TEXT PROVIDED —
# I Done Gone PFS Crazy



## M.J (Nov 1, 2010)

I blame Lee Silva. He makes PFS shooting look like more fun than just about anything else.

Seeing what a good time he was having, I decided to give it another try this week. I didn't have high hopes since I'd tried PFSing before with very limited success. Well, five days in and I'm crazy about it :imslow:

I made another little shooter today and had a blast trying it out. It's 1/2" thick micarta with top slots. Something about this one really suits me and I shot very well with it today. Here's what it looks like:










Well, that's sort of what it looks like...

I don't have any finish on it because I want to try using Tru-Oil but I don't have any, so it's just sanded at this point. Since micarta is waterproof I just ran it under the faucet before I snapped the pic to get a shine on it :lol:

I was using 5/8" wide TBG, which worked great until one of them snapped off at the fork. Looks like the insides of the slots need a little more sanding :iono:

It was extremely windy today but I did get some shooting in. I "aim" this one by drawing across my chest and doing my best to keep my arms and body in a T shape, then pointing at the target. It's not not aiming but it's much more of a natural style than using a hard anchor point. And it's the way I've always wanted to shoot but have never been able to. It may never be my primary style (or it may, who knows) but I'm extremely happy to be having any success shooting this way.

DATA RECORDS —

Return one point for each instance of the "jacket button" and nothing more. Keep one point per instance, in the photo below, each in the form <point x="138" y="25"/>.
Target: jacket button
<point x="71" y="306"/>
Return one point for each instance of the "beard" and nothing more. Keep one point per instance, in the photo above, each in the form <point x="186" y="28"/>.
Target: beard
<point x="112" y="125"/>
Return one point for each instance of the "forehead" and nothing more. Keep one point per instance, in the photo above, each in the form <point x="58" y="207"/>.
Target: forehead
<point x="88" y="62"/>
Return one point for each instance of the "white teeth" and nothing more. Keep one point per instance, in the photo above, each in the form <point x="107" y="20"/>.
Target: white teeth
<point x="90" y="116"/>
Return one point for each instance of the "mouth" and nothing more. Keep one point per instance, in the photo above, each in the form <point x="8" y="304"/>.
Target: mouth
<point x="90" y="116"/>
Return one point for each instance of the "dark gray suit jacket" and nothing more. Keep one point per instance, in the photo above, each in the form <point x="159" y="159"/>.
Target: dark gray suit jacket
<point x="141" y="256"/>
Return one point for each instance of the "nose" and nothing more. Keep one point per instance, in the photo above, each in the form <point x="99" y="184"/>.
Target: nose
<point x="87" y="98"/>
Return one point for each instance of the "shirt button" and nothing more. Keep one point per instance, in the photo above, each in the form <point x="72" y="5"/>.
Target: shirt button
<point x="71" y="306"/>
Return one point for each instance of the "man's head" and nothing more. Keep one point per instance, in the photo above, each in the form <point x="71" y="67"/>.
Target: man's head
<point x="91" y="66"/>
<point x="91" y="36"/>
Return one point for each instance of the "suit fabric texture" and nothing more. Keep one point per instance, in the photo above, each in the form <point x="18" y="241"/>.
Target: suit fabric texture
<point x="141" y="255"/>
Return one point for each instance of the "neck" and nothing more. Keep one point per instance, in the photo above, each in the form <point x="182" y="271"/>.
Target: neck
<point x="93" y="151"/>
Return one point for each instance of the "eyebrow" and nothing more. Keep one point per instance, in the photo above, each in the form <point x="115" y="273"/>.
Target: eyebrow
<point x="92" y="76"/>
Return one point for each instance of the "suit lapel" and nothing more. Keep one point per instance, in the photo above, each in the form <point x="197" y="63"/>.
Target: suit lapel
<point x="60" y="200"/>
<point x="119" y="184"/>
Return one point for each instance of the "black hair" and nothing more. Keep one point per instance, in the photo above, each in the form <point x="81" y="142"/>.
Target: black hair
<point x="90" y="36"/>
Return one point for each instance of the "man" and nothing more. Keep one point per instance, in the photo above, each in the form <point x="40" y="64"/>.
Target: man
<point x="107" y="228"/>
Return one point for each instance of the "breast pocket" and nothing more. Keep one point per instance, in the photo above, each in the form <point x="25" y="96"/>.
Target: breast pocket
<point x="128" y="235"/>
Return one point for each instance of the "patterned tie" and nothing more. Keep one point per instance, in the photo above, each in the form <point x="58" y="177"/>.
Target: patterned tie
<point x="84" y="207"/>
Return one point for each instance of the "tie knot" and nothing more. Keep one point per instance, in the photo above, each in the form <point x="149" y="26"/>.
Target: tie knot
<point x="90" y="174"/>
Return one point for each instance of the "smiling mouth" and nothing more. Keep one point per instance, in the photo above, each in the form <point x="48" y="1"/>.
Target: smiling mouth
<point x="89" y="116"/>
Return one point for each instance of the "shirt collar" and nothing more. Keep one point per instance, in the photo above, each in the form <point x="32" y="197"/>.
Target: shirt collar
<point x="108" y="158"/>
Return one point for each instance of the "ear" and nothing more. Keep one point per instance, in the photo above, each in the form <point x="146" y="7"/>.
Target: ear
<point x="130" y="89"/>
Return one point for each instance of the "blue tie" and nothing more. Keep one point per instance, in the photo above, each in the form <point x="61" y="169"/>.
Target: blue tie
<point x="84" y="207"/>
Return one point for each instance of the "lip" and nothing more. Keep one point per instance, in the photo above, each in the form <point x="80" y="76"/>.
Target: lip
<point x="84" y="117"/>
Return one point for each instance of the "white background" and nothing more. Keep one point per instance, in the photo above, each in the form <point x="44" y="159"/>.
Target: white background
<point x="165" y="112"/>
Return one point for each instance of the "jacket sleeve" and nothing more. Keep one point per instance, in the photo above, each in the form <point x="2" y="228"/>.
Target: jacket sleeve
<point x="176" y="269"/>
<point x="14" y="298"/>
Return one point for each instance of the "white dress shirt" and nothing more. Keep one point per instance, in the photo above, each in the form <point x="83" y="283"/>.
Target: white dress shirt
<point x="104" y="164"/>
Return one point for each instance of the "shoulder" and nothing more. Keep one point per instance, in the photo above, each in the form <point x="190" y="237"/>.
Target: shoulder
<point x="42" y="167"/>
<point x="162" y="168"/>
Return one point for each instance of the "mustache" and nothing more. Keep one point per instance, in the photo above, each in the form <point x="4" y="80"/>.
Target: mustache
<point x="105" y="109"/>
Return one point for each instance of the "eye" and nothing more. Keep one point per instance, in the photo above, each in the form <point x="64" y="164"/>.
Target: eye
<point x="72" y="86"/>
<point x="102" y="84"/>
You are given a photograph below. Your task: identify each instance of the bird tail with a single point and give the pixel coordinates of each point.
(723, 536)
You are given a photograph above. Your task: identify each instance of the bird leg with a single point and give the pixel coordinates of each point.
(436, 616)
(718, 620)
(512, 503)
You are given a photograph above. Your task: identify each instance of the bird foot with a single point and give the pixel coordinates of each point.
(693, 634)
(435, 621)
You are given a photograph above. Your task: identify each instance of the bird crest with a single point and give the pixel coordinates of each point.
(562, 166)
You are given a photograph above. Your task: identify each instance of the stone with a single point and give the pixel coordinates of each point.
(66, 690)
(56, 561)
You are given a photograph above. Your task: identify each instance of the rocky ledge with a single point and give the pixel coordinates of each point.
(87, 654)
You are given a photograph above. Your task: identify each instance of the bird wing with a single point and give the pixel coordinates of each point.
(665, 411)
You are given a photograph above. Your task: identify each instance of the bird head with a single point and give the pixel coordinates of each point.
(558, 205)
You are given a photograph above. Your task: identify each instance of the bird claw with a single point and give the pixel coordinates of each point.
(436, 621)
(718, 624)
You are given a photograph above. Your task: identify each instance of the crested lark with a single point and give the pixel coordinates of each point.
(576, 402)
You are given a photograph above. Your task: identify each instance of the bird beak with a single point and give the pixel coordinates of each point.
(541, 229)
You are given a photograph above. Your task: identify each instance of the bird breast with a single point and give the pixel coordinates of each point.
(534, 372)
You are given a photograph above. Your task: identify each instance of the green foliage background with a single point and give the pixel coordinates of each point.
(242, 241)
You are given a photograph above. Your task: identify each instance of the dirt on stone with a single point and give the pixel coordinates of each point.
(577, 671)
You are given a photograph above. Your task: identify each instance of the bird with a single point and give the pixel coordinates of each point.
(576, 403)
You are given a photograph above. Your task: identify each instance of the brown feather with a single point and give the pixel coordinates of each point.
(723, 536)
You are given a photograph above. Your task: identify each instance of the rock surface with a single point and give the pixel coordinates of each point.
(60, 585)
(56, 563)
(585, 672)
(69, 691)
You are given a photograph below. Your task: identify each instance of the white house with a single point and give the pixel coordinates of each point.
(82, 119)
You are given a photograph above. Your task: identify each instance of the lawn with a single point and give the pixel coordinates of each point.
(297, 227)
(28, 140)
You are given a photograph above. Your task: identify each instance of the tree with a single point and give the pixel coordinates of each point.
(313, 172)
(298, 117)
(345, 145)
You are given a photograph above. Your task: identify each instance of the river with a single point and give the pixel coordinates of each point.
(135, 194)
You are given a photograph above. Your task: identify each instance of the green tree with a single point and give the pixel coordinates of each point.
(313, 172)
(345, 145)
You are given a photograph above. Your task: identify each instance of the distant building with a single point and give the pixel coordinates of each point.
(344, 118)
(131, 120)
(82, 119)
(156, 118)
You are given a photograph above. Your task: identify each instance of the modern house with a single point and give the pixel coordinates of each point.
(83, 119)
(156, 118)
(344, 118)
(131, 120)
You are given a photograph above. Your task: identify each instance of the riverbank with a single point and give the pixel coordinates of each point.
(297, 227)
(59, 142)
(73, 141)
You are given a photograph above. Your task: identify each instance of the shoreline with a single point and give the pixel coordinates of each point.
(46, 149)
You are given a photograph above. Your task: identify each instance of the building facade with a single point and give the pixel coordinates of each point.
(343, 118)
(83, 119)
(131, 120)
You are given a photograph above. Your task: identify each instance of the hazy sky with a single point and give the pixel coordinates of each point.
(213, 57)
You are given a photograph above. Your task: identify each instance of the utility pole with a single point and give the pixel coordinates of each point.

PROBLEMS TO WORK ON —
A – In the slingshot post, what material is the new shooter made from?
B – List every emoticon code, written between colons, that appears in the slingshot post.
C – From the slingshot post, quote the part that opens with the words containing "I don't have any finish" and closes with "shooting this way.".
The rows were taken from a different source.

ANSWER LIST —
A – It is made of 1/2" thick micarta.

B –
:imslow:
:lol:
:iono:

C –
I don't have any finish on it because I want to try using Tru-Oil but I don't have any, so it's just sanded at this point. Since micarta is waterproof I just ran it under the faucet before I snapped the pic to get a shine on it :lol:

I was using 5/8" wide TBG, which worked great until one of them snapped off at the fork. Looks like the insides of the slots need a little more sanding :iono:

It was extremely windy today but I did get some shooting in. I "aim" this one by drawing across my chest and doing my best to keep my arms and body in a T shape, then pointing at the target. It's not not aiming but it's much more of a natural style than using a hard anchor point. And it's the way I've always wanted to shoot but have never been able to. It may never be my primary style (or it may, who knows) but I'm extremely happy to be having any success shooting this way.